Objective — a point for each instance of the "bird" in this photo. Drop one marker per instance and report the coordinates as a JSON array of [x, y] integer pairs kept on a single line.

...

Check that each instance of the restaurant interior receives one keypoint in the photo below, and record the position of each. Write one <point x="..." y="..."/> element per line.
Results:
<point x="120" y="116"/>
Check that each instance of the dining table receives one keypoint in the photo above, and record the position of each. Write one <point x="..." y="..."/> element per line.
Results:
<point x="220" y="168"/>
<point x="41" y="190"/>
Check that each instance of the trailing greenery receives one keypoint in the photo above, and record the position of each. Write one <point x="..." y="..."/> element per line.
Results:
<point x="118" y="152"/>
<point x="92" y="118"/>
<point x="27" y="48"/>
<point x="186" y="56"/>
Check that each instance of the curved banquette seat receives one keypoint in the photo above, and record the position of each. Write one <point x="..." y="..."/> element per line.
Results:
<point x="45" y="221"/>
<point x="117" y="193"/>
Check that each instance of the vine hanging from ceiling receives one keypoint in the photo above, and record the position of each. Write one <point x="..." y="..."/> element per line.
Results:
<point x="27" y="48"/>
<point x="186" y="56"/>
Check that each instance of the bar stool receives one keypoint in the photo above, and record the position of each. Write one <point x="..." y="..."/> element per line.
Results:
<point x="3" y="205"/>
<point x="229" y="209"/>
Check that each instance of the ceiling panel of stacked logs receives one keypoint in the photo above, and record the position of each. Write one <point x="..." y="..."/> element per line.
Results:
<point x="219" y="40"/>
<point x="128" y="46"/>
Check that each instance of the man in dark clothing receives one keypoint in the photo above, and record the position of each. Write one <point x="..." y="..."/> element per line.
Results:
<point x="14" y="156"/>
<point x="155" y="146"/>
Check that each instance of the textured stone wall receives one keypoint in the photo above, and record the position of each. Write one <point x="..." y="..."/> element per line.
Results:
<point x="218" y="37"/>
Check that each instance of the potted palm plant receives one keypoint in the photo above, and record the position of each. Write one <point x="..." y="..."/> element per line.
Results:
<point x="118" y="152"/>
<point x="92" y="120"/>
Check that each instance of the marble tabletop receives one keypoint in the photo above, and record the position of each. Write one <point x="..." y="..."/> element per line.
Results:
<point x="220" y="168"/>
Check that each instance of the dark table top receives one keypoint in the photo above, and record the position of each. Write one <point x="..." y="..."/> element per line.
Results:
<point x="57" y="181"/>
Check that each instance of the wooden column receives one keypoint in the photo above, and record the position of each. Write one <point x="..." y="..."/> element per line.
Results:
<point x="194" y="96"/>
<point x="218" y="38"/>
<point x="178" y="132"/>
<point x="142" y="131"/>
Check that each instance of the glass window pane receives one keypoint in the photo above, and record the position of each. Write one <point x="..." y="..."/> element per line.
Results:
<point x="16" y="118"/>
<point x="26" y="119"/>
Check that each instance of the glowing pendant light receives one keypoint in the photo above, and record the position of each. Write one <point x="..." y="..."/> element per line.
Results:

==

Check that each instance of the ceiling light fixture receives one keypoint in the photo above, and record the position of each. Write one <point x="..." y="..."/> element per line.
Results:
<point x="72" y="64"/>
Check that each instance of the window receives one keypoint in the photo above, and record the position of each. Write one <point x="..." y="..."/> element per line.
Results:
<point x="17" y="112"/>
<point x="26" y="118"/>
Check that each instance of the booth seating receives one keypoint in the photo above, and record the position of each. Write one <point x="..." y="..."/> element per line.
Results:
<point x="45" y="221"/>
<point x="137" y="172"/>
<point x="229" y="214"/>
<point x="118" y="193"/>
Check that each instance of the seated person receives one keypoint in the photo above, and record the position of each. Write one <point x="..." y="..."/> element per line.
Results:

What to work on — Your answer must consist solely of the lines above between the line holding "Check that each instance of the window" and the line holding "Check that each instance of the booth", inclusive, copied exactly.

Exercise solution —
Check that each instance of the window receives one keypoint in the photo above, and record the position of each. Write one <point x="..." y="..."/> element per line.
Results:
<point x="17" y="112"/>
<point x="26" y="118"/>
Check that each instance of the booth seating receives one keypoint in the photo above, and record the position of each. Write one <point x="..." y="..."/> element per line.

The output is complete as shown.